===== Data provided
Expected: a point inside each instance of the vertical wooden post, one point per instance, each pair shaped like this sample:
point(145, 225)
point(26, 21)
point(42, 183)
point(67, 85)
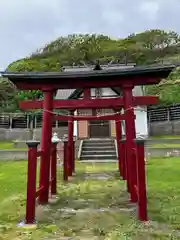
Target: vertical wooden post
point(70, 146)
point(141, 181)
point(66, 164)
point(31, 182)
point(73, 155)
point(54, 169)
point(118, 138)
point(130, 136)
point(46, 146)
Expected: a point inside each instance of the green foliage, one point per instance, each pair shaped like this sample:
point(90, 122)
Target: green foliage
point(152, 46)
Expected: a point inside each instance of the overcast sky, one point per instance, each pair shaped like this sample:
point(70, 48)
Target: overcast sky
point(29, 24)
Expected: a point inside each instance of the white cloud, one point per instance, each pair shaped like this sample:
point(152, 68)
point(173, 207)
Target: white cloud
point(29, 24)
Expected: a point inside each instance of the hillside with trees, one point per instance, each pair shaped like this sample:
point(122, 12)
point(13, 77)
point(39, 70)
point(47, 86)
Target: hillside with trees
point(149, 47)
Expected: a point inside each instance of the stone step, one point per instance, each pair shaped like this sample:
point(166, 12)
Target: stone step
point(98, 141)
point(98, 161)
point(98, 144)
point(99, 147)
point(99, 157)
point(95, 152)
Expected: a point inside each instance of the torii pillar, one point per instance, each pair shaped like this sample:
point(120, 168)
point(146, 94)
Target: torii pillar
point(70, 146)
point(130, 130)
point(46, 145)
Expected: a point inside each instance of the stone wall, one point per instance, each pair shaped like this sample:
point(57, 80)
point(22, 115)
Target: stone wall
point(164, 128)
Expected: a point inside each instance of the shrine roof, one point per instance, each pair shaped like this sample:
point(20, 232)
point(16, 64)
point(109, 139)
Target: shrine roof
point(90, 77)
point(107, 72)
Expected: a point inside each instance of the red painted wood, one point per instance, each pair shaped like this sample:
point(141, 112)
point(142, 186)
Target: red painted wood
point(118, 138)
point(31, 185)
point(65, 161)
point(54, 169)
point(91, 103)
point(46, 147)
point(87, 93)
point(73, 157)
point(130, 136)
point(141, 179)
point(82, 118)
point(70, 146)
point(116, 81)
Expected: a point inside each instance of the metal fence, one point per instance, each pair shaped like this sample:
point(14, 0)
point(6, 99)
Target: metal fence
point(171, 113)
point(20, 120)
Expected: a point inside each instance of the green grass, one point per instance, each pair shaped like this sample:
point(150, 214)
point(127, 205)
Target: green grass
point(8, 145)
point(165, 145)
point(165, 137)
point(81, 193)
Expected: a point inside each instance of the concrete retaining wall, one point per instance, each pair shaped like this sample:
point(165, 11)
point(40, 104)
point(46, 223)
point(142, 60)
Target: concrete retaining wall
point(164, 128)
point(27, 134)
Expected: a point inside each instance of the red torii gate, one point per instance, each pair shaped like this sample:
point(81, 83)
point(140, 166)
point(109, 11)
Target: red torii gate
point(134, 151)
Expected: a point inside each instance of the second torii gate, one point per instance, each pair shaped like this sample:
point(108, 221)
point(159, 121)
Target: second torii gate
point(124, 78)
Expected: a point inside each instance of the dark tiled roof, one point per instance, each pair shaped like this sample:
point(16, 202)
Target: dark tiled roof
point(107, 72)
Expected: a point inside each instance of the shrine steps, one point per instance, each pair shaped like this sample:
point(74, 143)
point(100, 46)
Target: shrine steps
==========
===== Data provided
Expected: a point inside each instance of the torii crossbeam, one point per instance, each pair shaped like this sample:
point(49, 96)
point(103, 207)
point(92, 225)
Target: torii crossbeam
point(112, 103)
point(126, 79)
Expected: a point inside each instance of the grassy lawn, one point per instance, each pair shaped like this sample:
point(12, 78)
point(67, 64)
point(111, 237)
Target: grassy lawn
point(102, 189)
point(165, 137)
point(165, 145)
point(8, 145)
==========
■ **What to work on**
Working from the material above, restate word for word the lines between the line with "point(16, 202)" and the line with "Target: shrine steps", both included, and only those.

■ **Output below**
point(16, 202)
Target: dark tiled roof
point(107, 72)
Expected: a point inside each instance of the shrine steps, one point per instance, each pair shaped like this sample:
point(74, 143)
point(100, 46)
Target: shrine steps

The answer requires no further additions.